Print exactly those lines that run from the beginning of the data to the line bearing "Locate the black metal", inclusive.

EXTRACTED ENTRIES:
····················
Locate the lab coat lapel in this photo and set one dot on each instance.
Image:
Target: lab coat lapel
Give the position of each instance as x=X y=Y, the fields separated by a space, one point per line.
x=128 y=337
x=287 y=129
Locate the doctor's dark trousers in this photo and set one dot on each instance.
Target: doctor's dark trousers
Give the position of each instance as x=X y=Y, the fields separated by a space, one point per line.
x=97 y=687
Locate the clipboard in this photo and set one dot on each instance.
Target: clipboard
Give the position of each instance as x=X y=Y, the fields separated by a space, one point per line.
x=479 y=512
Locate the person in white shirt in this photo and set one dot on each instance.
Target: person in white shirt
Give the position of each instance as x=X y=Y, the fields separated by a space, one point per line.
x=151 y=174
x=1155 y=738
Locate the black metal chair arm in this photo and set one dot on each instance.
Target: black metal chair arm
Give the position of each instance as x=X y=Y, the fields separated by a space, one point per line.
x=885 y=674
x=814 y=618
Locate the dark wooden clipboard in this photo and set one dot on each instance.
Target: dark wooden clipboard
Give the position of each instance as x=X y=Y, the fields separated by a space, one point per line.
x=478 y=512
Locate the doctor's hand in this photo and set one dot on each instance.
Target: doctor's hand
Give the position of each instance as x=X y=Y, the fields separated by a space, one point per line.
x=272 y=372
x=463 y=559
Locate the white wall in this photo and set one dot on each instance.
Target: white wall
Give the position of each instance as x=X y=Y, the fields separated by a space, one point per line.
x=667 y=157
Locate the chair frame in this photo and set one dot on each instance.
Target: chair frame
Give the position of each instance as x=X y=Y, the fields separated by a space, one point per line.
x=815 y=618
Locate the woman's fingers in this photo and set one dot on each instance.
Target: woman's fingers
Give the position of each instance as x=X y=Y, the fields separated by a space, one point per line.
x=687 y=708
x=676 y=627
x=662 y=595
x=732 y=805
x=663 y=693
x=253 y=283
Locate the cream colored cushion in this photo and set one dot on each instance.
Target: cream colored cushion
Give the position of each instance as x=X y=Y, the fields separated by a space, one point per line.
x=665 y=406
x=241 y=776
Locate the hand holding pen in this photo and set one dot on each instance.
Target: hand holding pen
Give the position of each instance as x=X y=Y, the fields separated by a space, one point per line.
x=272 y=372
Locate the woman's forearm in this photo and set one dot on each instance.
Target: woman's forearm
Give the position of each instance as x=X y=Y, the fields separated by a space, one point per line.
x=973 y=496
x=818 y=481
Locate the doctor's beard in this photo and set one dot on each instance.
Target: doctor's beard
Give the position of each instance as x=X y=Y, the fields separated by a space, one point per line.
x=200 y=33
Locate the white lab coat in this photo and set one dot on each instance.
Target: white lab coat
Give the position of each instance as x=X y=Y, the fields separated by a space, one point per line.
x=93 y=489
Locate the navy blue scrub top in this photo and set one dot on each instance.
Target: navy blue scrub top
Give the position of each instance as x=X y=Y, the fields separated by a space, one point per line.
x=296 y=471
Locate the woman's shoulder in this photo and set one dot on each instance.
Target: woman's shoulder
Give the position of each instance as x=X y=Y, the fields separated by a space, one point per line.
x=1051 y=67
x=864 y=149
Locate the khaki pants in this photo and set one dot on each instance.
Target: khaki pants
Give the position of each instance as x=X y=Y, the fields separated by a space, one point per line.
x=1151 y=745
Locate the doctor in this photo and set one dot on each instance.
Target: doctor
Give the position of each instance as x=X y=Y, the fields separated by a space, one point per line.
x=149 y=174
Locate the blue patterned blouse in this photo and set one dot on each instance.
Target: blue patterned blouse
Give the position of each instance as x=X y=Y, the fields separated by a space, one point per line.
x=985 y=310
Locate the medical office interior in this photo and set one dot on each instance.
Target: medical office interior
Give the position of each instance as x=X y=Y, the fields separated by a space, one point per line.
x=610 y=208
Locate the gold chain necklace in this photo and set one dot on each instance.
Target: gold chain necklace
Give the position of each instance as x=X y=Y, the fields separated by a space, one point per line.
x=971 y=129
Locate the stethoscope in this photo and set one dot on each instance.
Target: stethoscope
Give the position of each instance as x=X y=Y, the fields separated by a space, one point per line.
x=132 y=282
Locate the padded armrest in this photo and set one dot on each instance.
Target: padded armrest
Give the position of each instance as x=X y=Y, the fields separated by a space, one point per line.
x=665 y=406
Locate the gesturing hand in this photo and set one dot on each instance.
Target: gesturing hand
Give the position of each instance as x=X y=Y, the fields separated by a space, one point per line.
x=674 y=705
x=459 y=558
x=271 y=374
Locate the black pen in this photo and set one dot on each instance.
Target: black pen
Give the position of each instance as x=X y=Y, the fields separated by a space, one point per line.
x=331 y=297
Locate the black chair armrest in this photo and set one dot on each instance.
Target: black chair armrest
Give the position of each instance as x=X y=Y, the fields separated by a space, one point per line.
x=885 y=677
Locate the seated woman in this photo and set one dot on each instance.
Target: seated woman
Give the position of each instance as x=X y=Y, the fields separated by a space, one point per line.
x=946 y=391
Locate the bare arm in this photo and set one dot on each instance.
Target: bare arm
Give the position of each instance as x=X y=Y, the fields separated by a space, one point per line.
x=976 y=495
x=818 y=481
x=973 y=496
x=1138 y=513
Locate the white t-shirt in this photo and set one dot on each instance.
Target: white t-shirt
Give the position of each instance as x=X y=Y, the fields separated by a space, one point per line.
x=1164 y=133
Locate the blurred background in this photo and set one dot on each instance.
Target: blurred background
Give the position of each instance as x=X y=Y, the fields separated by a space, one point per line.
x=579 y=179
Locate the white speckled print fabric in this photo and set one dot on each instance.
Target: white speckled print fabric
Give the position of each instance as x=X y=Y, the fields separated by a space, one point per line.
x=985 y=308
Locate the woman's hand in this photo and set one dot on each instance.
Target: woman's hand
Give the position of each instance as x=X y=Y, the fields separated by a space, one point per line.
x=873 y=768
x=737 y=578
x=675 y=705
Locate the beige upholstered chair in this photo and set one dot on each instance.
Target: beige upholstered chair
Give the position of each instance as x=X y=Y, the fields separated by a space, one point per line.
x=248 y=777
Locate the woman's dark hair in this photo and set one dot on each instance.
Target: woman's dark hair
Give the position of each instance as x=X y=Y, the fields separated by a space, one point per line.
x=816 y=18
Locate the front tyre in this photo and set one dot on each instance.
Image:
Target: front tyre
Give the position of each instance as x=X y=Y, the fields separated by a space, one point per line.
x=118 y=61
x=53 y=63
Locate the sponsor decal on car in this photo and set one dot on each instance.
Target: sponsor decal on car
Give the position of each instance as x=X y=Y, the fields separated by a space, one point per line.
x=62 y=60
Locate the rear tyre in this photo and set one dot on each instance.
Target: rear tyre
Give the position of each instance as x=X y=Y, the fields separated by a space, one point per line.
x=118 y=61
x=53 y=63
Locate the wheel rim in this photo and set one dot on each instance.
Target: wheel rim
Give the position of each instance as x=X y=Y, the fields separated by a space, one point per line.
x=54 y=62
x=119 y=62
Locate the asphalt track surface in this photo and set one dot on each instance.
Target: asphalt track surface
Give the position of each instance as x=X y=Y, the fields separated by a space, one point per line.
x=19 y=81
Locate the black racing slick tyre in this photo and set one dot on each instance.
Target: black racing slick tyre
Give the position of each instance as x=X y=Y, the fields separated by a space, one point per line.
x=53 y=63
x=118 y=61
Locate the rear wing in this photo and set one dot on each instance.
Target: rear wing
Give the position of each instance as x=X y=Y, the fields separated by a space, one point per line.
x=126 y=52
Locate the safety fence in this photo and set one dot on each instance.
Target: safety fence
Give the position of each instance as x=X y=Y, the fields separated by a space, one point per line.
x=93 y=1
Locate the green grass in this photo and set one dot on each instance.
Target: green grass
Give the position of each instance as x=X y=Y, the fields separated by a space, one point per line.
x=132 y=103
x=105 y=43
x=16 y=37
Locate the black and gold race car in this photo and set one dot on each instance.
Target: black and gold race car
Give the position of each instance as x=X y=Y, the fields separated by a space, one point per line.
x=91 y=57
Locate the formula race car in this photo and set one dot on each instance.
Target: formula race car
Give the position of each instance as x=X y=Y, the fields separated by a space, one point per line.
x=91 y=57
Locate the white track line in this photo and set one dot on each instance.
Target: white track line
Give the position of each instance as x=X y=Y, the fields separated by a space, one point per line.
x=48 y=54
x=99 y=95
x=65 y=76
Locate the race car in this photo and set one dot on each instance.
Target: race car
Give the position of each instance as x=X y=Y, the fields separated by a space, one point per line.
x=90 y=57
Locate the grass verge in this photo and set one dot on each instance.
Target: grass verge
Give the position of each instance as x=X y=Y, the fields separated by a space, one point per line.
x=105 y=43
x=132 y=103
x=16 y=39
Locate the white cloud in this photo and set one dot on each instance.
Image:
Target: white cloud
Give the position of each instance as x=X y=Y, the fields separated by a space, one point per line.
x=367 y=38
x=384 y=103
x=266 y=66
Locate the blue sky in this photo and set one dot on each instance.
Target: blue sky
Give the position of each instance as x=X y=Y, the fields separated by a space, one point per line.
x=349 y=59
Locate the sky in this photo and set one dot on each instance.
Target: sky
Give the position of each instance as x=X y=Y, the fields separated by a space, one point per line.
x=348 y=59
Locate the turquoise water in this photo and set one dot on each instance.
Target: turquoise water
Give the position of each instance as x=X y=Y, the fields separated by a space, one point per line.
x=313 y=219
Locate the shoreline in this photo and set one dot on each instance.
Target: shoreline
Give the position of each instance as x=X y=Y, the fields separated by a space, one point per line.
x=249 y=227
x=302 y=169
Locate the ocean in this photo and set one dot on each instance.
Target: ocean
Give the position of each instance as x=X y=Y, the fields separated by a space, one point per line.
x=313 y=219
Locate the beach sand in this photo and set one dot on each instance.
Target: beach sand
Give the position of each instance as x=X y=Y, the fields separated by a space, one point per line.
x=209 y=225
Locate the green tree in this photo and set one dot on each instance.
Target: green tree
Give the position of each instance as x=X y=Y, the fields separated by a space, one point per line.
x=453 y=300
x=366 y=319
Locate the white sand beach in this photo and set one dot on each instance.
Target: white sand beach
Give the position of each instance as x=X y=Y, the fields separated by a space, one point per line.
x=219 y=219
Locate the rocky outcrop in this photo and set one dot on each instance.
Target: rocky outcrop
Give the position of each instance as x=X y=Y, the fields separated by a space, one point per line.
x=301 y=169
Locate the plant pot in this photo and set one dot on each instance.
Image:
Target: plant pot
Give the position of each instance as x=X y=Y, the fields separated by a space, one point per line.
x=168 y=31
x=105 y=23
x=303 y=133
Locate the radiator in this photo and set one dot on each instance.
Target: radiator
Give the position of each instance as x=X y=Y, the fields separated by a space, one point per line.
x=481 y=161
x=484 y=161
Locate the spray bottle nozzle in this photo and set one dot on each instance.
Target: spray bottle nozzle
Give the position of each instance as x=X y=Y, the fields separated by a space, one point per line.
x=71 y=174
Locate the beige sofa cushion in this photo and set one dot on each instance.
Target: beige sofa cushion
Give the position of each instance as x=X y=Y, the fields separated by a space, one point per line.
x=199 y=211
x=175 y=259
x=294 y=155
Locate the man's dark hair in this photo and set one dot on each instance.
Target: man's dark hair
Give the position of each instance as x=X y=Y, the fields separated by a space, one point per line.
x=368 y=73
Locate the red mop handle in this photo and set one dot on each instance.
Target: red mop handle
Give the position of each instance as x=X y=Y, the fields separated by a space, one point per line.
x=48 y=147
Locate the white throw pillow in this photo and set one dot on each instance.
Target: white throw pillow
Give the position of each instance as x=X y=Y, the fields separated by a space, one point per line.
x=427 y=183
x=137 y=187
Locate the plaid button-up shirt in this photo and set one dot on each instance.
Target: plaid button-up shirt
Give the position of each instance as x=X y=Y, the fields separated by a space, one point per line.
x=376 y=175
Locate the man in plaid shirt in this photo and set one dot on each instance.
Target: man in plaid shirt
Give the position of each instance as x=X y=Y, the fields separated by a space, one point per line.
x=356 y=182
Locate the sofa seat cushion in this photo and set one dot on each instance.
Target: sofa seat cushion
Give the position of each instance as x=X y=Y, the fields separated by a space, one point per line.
····················
RESULT OF THE TASK:
Locate the lab coat lapel in this photo and set one dot on each instance.
Image:
Target: lab coat lapel
Give the position of each instance as x=X y=Y, the fields separated by a space, one point per line.
x=128 y=337
x=287 y=129
Locate the doctor's dark trousers in this photo and set one dot on each instance.
Target: doctor's dark trousers
Give the position of each instance as x=X y=Y, the fields separated by a space, one point per line.
x=97 y=687
Locate the clipboard in this photo and set one dot on each instance.
Target: clipboard
Give the position of each instance as x=X y=Y, the fields separated by a space, one point per line.
x=479 y=512
Locate the person in white shirt in this photo and set one dot on each instance.
Target: person in white shirt
Give the position of each instance as x=X y=Y, the fields separated by a space, one point per line.
x=151 y=174
x=1155 y=738
Locate the black metal chair arm in this photo and set one dot on each instance.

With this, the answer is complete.